Pick out every line in the data below that contains the word "gray" and copy each of those lines in full.

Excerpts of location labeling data
>>>>>

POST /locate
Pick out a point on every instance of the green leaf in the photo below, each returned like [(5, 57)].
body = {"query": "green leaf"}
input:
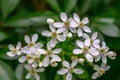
[(6, 73), (8, 6), (54, 5), (69, 5), (109, 30), (36, 18), (3, 36)]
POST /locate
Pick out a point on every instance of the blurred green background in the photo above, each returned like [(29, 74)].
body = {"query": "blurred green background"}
[(20, 17)]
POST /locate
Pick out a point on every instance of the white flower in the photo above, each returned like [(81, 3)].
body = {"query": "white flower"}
[(81, 25), (50, 54), (33, 72), (55, 35), (32, 42), (111, 55), (103, 50), (85, 49), (14, 50), (93, 39), (65, 26), (69, 69), (100, 70)]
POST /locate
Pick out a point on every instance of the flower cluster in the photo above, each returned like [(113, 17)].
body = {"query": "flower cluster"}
[(88, 49)]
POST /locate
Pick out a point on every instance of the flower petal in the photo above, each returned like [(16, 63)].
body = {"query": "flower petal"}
[(87, 29), (63, 16), (56, 51), (46, 33), (62, 71), (76, 18), (56, 58), (78, 71), (69, 76), (80, 43), (89, 57), (34, 38), (85, 20), (95, 75), (58, 24), (77, 51), (79, 32), (27, 39), (66, 64), (46, 61)]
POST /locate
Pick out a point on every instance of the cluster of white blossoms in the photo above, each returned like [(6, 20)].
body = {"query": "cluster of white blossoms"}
[(88, 49)]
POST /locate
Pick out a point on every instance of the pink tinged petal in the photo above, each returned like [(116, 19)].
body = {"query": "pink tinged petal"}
[(104, 59), (61, 38), (52, 28), (58, 24), (19, 52), (53, 42), (73, 30), (46, 33), (41, 51), (56, 58), (34, 38), (11, 47), (89, 57), (85, 36), (98, 58), (28, 76), (56, 51), (76, 18), (85, 20), (22, 59), (60, 30), (63, 16), (46, 61), (65, 33), (66, 64), (40, 70), (69, 76), (62, 71), (37, 77), (79, 32), (18, 46), (80, 43), (73, 24), (77, 51), (103, 44), (87, 42), (10, 54), (78, 71), (96, 67), (74, 63), (87, 29), (27, 39), (94, 35), (95, 75)]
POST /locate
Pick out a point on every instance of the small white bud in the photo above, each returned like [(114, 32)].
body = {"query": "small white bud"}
[(69, 35), (81, 61), (50, 20)]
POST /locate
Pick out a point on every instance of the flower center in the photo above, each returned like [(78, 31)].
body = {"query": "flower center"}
[(54, 34), (101, 71), (32, 71), (67, 23), (85, 49), (81, 25)]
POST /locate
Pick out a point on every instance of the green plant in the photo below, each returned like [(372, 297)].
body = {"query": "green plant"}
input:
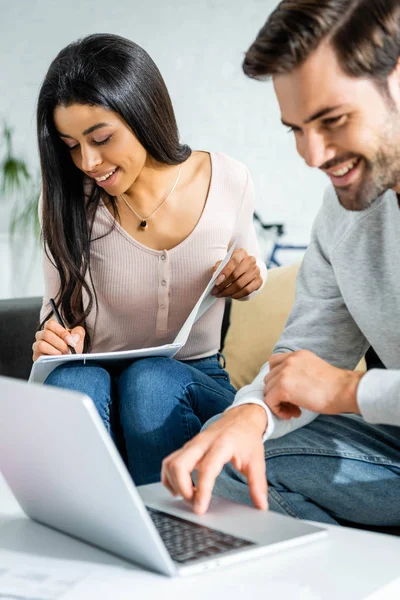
[(18, 185)]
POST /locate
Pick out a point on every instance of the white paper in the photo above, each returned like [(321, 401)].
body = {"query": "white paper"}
[(42, 368), (36, 583)]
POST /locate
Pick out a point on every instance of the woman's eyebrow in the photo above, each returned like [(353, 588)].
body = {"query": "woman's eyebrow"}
[(88, 130)]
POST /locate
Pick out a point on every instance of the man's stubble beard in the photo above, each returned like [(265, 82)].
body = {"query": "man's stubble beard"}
[(381, 174)]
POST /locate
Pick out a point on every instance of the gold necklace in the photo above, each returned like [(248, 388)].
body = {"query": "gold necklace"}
[(143, 220)]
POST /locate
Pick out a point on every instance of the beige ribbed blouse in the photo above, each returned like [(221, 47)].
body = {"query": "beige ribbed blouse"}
[(145, 295)]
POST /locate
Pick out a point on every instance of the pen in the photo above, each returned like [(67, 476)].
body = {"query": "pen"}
[(59, 320)]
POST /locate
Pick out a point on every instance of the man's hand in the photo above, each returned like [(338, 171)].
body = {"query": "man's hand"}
[(302, 380), (239, 278), (236, 438)]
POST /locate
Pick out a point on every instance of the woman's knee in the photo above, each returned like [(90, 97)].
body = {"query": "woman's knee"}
[(151, 378)]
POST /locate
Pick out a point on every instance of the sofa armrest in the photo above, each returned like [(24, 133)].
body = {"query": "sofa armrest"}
[(19, 320)]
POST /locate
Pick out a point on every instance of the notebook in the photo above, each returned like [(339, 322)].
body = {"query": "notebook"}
[(42, 368)]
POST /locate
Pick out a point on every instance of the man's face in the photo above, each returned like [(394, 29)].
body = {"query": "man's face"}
[(345, 126)]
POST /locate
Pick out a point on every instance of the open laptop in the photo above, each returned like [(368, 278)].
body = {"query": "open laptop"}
[(66, 472)]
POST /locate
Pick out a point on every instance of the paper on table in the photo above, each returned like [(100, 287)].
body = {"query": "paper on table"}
[(38, 583), (42, 368)]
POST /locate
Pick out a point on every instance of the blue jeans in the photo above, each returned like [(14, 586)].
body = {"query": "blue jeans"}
[(336, 469), (151, 407)]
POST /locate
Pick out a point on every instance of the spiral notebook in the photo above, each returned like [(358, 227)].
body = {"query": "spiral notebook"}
[(42, 368)]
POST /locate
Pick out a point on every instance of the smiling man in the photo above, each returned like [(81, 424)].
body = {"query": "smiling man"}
[(322, 439)]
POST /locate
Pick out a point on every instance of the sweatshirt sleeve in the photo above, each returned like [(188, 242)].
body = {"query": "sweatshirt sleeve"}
[(319, 322), (378, 397), (246, 235)]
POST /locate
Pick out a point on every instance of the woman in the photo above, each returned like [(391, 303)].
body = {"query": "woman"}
[(133, 225)]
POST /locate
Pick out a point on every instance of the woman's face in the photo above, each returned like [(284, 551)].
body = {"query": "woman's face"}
[(101, 145)]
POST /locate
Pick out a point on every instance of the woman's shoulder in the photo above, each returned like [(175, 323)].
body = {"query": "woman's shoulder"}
[(230, 167)]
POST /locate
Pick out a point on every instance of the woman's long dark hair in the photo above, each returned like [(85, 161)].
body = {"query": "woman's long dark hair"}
[(112, 72)]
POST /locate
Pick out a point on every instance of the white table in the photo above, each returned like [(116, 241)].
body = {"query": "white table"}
[(346, 565)]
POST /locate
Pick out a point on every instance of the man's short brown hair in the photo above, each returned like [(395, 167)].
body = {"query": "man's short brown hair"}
[(365, 35)]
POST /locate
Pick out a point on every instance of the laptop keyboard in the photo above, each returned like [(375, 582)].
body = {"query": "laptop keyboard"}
[(187, 541)]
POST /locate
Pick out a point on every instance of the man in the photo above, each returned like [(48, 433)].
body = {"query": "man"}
[(335, 66)]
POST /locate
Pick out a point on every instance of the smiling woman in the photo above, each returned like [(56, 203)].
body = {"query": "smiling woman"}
[(134, 223)]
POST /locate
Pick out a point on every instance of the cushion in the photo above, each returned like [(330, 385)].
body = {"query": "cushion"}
[(256, 325)]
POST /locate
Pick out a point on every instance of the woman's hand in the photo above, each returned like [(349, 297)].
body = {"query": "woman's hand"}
[(54, 340), (239, 278)]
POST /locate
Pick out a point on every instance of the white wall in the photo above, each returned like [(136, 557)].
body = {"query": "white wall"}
[(198, 46)]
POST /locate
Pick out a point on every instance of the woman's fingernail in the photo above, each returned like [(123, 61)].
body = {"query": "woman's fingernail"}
[(71, 341)]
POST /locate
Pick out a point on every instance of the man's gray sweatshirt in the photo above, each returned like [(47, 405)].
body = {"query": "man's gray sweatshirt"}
[(347, 299)]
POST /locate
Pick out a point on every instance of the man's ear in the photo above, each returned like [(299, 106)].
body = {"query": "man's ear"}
[(393, 82)]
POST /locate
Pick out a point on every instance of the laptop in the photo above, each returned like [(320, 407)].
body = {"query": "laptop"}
[(66, 473)]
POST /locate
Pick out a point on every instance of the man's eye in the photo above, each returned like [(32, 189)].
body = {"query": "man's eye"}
[(334, 121)]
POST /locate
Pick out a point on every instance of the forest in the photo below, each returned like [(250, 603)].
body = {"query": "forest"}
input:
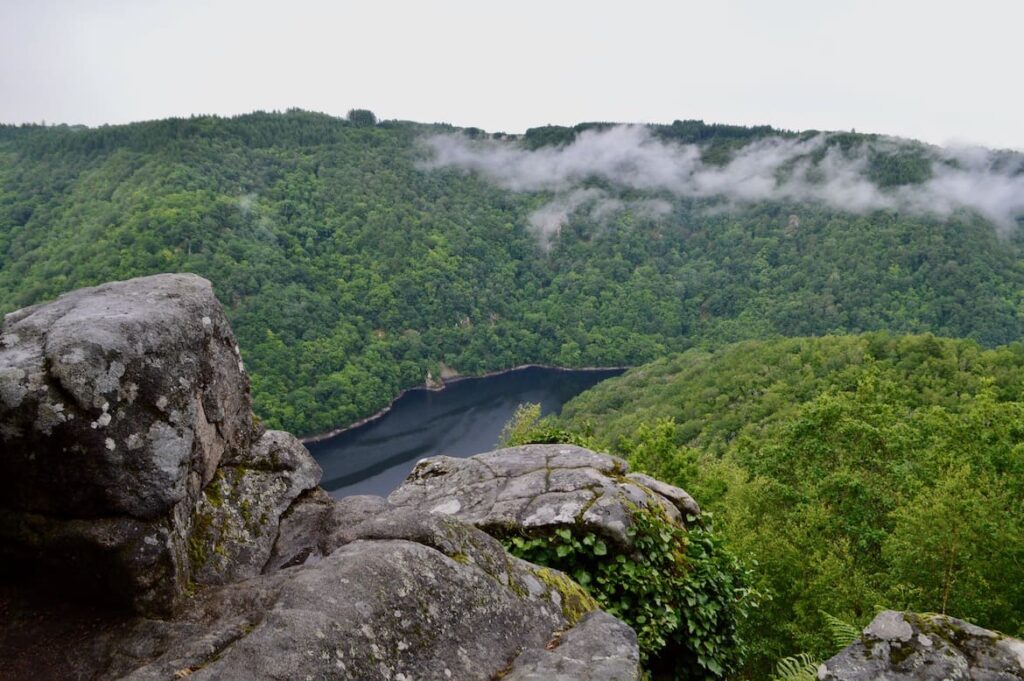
[(855, 473), (349, 268)]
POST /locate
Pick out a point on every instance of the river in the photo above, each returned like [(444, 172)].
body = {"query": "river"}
[(464, 419)]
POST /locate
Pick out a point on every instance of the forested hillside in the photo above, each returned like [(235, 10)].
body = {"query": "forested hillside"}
[(350, 266), (858, 471)]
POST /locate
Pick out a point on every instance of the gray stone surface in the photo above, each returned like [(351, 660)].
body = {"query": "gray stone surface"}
[(598, 648), (236, 522), (537, 487), (406, 596), (118, 406), (130, 463), (901, 646)]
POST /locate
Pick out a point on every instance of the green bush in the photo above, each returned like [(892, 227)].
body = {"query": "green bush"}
[(682, 592)]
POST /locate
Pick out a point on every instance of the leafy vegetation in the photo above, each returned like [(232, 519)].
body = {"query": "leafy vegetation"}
[(682, 592), (857, 471), (349, 269)]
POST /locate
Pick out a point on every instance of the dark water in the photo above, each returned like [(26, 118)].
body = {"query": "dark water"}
[(464, 419)]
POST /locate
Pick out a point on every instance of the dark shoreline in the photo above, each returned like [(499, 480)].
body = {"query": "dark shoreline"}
[(361, 422)]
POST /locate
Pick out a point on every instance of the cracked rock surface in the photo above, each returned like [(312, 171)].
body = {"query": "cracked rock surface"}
[(150, 530), (540, 487), (118, 405), (902, 646)]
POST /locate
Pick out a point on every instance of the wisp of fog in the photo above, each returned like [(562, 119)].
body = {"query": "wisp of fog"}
[(806, 169)]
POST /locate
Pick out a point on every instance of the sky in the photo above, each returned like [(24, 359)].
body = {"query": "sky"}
[(945, 72)]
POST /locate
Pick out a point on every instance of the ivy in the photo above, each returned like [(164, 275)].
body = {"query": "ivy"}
[(682, 592)]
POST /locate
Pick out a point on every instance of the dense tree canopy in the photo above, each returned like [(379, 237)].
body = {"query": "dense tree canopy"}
[(858, 471), (349, 269)]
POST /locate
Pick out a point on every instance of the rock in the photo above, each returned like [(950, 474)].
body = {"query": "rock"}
[(408, 596), (598, 648), (130, 469), (538, 487), (236, 522), (118, 405), (903, 645), (679, 498)]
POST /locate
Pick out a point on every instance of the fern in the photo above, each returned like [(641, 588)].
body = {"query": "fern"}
[(798, 668), (843, 633)]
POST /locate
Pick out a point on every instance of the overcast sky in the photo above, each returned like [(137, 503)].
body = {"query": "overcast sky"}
[(940, 71)]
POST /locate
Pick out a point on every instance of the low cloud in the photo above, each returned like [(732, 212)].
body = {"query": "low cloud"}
[(770, 169)]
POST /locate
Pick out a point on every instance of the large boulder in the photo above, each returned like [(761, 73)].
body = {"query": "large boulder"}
[(130, 463), (539, 488), (118, 407), (898, 646), (403, 596)]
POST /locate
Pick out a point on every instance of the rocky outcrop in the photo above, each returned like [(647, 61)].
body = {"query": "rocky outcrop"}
[(131, 466), (598, 648), (118, 405), (899, 646), (540, 488)]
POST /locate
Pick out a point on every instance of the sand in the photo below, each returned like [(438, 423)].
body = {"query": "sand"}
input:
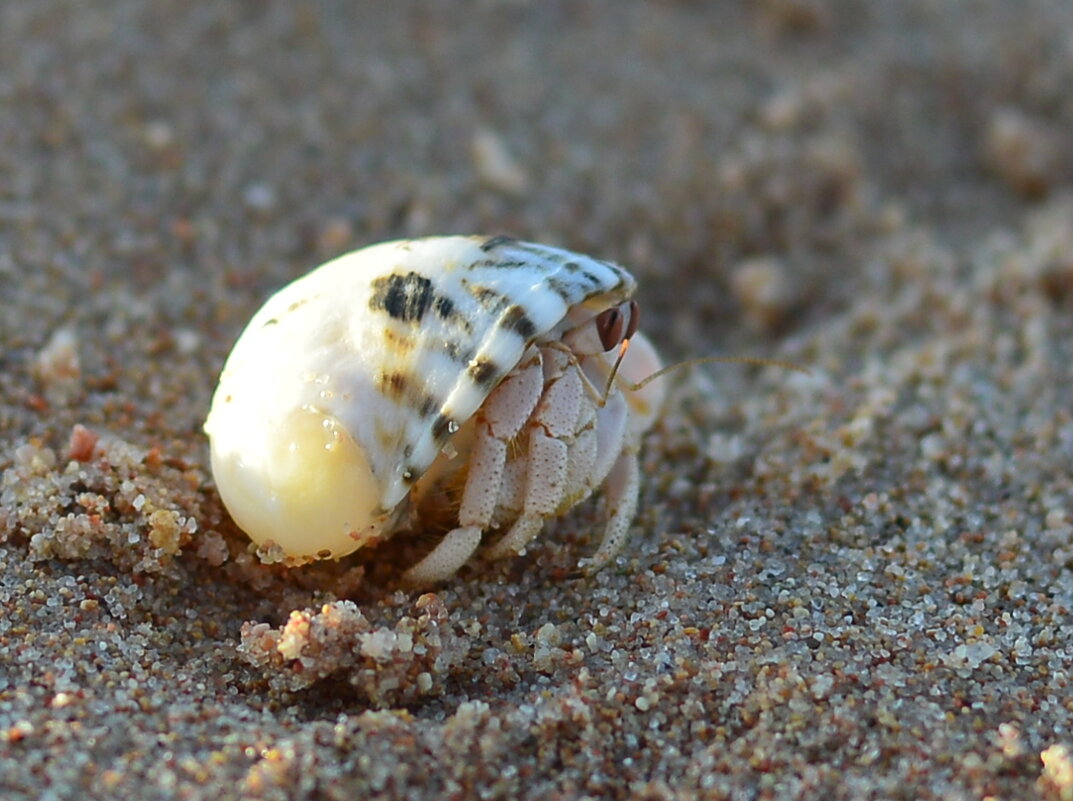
[(852, 583)]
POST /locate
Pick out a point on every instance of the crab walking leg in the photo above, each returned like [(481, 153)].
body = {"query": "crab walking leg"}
[(548, 461), (504, 415), (623, 486)]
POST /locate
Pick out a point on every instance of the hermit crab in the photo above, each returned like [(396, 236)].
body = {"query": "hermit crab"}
[(480, 385)]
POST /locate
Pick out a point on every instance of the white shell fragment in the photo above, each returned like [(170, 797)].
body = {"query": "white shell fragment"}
[(350, 383)]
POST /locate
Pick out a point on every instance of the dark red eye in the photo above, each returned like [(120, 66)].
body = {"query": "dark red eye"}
[(611, 327), (631, 328)]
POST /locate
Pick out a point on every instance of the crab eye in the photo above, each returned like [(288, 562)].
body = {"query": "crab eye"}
[(631, 327), (610, 326), (617, 324)]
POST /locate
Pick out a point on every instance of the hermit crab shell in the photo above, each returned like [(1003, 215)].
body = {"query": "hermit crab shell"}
[(348, 383)]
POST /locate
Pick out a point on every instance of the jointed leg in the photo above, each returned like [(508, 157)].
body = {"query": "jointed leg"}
[(622, 488), (505, 413)]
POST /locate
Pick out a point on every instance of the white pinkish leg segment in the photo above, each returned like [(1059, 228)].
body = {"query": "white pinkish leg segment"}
[(503, 416), (623, 486)]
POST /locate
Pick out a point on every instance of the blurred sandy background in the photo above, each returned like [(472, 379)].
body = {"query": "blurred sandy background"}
[(851, 584)]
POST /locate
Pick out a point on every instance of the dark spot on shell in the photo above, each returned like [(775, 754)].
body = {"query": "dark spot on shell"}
[(403, 297), (393, 384), (484, 371), (444, 307), (495, 241), (516, 320)]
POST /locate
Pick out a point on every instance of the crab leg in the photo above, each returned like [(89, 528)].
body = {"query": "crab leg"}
[(623, 486), (554, 425), (504, 415)]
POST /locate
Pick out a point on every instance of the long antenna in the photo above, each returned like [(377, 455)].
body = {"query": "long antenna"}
[(700, 360)]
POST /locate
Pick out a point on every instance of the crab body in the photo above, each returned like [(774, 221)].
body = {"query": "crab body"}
[(366, 392)]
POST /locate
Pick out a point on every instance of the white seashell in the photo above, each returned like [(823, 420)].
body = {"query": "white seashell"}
[(352, 381)]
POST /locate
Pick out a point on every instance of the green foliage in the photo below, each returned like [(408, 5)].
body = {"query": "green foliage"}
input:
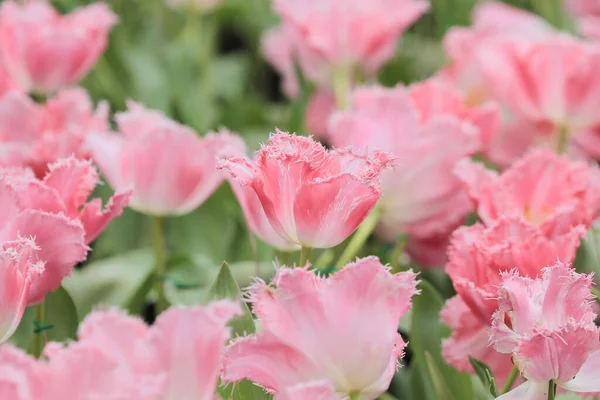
[(437, 380), (485, 375)]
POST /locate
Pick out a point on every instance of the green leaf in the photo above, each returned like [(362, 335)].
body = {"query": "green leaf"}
[(62, 314), (226, 287), (22, 336), (426, 336), (122, 281), (485, 376)]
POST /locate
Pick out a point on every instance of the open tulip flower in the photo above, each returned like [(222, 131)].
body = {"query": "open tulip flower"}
[(547, 324), (308, 324), (34, 135), (45, 51), (312, 196), (170, 170)]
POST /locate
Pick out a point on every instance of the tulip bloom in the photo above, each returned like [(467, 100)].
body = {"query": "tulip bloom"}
[(170, 170), (589, 17), (547, 191), (45, 51), (178, 357), (547, 325), (19, 268), (34, 135), (344, 34), (56, 213), (312, 391), (428, 131), (314, 328), (313, 197), (21, 377)]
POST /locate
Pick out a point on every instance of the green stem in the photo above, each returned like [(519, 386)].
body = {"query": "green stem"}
[(342, 86), (304, 255), (359, 238), (160, 266), (511, 380), (397, 253), (284, 257), (551, 390), (596, 293), (562, 138), (38, 338)]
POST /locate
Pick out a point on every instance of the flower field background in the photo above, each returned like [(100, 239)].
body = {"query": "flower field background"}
[(299, 199)]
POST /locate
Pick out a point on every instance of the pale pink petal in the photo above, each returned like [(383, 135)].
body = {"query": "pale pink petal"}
[(588, 378), (46, 51), (61, 243), (95, 218), (19, 268), (190, 343), (529, 390), (313, 391), (20, 375)]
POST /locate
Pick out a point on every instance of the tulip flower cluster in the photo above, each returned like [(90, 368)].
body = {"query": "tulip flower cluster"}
[(435, 239)]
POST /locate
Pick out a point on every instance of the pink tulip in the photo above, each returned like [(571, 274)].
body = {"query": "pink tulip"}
[(547, 325), (283, 49), (429, 131), (19, 268), (20, 378), (492, 20), (477, 255), (35, 135), (45, 51), (319, 110), (314, 328), (178, 357), (54, 211), (572, 99), (589, 17), (190, 5), (471, 338), (169, 168), (350, 33), (255, 215), (312, 197), (312, 391), (548, 191)]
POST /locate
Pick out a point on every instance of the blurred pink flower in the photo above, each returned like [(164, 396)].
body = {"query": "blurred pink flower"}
[(547, 325), (478, 255), (21, 377), (178, 357), (194, 5), (350, 33), (45, 51), (35, 135), (471, 338), (522, 84), (56, 213), (312, 391), (492, 20), (588, 13), (548, 191), (169, 168), (312, 197), (319, 110), (428, 132), (314, 328), (18, 269)]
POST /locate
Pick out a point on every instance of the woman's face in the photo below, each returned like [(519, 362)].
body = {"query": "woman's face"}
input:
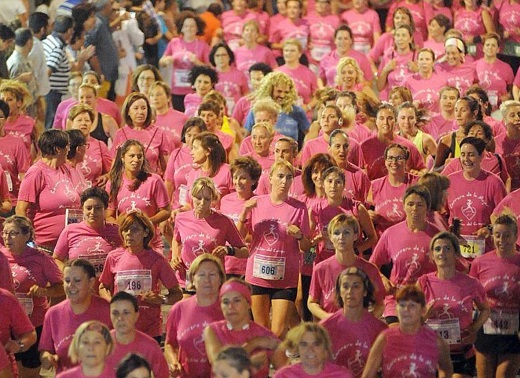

<<<<<

Exercise response
Pick out a point on every instance of the man's gray sweatshirt in the photo above, each returned like [(47, 405)].
body = {"query": "man's gray sweatshirt"}
Pick out a point on every instance of the gray stone surface in the photo above, each returned like [(351, 660)].
body = {"query": "gray stone surface"}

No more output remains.